## Document segment:
These systems must respond rapidly to external events in a predictable manner. They must do so under
heavy workloads, sometimes reaching millions of transactions per second. To achieve this level of
performance, system designers must consider the following factors during system design and
configuration:
Hardware — System design, processor type and speed, memory capacity, network components
OS selection — Real-time operating system kernels specifically designed and tuned for minimum
latency and real-time preemption
BIOS configuration — BIOS support configured for minimum latency and maximum performance
Networking fabric — Network technology (1 and 10 Gigabit Ethernet, InfiniBand, Fibre Channel)
Middleware — Messaging and database services on the network designed for minimum latency and
maximum reliability
End-user applications — Designed to perform multicast messaging and RDMA
Physical distances — Physical separation between the information sources and clients affects overall
system performance.

## Data supplied:
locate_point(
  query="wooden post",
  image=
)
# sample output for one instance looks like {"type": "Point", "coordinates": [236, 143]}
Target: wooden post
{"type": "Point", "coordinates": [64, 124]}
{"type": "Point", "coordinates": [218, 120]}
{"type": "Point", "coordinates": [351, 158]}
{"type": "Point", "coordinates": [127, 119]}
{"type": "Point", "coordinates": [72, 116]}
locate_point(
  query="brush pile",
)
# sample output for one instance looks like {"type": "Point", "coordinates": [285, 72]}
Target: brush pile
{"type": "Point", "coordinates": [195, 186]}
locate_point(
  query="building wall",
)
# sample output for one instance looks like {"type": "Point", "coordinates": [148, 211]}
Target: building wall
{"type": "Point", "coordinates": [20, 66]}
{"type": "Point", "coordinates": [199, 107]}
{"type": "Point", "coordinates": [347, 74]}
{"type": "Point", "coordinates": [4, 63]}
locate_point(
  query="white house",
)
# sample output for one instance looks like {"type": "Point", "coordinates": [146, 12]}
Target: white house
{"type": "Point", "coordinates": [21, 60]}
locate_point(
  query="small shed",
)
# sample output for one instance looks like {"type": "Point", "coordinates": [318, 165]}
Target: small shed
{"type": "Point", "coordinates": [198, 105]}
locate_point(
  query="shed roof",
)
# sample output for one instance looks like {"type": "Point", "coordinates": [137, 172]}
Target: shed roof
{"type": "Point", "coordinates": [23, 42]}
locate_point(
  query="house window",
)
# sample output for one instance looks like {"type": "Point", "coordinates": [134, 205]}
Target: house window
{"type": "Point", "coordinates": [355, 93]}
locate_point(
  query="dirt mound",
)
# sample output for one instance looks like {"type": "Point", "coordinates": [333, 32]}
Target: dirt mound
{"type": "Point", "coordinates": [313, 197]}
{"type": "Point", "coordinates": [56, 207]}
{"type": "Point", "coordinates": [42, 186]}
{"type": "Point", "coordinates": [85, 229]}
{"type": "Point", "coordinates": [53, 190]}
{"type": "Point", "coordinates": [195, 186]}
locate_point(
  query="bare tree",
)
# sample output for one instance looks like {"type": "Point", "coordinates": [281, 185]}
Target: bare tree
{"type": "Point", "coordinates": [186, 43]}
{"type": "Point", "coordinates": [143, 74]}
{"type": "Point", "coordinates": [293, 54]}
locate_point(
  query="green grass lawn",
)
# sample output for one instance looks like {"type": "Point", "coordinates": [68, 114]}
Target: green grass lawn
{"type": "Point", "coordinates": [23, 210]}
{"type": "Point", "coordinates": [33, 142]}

---

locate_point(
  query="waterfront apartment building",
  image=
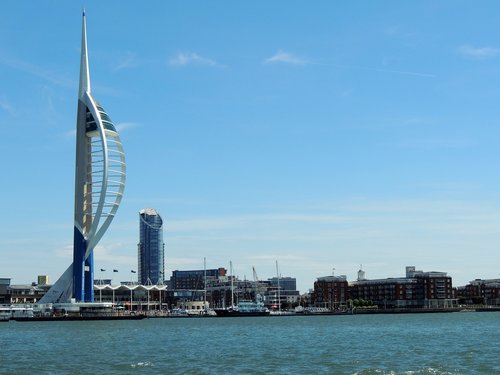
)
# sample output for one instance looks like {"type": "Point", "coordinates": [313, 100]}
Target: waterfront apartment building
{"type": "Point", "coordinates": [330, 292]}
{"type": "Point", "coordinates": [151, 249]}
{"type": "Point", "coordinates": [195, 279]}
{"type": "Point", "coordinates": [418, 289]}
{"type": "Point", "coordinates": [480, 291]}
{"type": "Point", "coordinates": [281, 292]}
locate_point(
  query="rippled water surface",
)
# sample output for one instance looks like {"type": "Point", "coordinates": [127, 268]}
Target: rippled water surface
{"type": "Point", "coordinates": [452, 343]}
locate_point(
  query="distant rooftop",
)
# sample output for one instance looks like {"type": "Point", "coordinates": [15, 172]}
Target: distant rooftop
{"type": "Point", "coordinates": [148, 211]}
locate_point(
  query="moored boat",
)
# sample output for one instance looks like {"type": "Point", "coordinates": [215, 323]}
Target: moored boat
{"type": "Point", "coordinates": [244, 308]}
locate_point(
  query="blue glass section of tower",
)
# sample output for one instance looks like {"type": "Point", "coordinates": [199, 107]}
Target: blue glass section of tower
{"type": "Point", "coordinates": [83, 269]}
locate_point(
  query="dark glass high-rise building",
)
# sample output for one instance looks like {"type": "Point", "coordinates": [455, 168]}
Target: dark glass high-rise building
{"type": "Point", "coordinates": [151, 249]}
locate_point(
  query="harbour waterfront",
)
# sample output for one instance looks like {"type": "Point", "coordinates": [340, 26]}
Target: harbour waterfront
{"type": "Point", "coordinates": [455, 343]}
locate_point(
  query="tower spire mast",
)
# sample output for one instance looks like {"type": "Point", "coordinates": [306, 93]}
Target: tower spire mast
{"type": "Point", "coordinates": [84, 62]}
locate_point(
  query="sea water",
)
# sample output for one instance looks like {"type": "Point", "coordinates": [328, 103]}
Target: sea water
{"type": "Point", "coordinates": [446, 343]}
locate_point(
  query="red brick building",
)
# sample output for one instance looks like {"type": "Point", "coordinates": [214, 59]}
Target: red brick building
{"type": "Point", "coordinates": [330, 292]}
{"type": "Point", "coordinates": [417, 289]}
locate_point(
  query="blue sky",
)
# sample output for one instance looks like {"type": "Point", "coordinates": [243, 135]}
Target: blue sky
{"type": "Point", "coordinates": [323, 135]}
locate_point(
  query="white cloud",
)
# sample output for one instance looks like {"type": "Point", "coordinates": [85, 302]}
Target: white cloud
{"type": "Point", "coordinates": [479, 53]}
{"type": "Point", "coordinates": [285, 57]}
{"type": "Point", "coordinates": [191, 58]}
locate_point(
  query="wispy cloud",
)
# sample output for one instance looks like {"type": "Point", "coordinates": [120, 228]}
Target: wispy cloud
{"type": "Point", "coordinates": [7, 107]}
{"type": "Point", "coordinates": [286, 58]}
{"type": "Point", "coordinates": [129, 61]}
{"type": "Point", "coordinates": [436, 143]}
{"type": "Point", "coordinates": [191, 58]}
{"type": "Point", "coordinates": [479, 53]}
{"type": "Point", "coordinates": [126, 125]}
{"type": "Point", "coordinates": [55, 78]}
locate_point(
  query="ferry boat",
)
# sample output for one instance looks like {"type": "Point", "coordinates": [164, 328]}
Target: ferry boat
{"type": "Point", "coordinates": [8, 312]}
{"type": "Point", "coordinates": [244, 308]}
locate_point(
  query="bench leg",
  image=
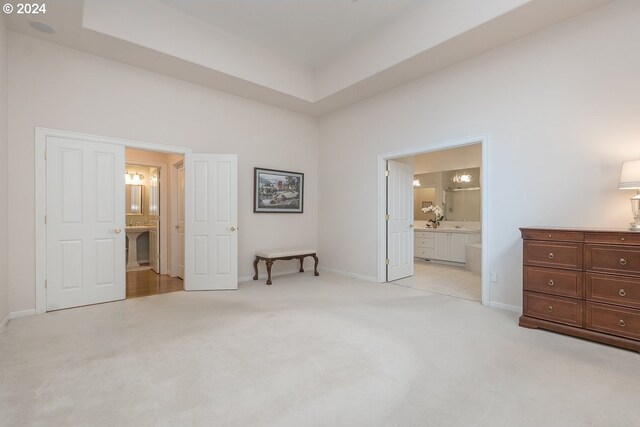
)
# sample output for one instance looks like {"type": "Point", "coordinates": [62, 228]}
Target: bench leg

## Tasks:
1 – Please extract every line of the entries that contains the string "spire", matching case exactly.
2 – Extend the passage on real-time system performance factors, picking up right after its final sentence.

## Solved problems:
1 –
  query="tower spire mast",
Target: tower spire mast

2 –
This document presents suggestions and best practice recommendations on BIOS configuration, and on
OS selection and tuning to obtain the best performance from HP ProLiant BL c-Class server blades and HP
ProLiant DL, ML, and SL servers in the financial service market.
IMPORTANT:
The configuration changes described in this document apply only to systems
with a low-latency OS kernel installed. Overall system throughput is not affected, whether or
not the system management features are enabled.